--- DATASET EXTRACT ---

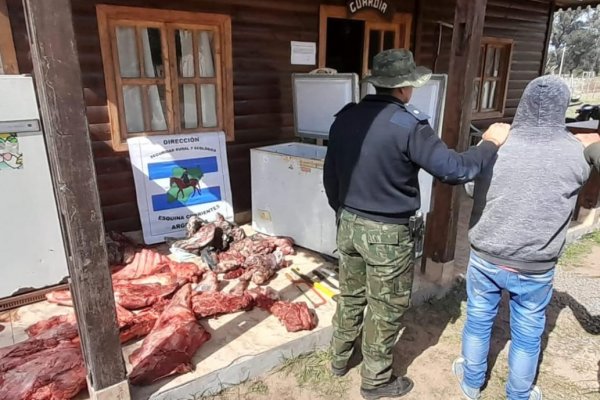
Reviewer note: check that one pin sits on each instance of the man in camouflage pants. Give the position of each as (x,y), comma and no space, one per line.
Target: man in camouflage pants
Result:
(376,149)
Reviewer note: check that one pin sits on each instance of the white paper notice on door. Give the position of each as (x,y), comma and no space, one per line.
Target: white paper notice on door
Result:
(304,53)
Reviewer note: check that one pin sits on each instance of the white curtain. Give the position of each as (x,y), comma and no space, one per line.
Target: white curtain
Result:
(190,109)
(207,92)
(158,116)
(130,68)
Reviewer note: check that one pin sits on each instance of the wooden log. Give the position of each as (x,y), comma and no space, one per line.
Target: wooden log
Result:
(442,222)
(58,77)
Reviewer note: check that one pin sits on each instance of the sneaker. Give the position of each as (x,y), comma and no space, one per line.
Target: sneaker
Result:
(339,372)
(536,394)
(458,369)
(397,387)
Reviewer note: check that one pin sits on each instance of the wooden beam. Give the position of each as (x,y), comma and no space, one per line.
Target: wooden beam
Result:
(8,55)
(466,38)
(60,92)
(552,7)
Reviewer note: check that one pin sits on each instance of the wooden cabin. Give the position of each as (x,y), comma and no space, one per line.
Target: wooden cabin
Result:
(166,67)
(158,67)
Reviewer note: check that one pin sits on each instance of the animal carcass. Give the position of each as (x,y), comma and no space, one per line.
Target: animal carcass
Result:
(210,304)
(169,347)
(54,373)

---

For each line of the material that includes the word "wooden", make a copy.

__ANSWER TO THE EXERCISE__.
Reviewer note: check that one pin sits on each instance of the wooden log. Give the position of each as (x,y), comma and no space, one per line.
Target: wooden log
Reviewer note: check that one pin sits on each instance of the wooden beam. Give the position of each as (x,y), comma and no space, one per line.
Target: wooden beam
Reviewer note: check that one pin sits on each instance of the wooden cabin. Give the position of each as (x,y), comma and no space, one per line.
Target: wooden cabin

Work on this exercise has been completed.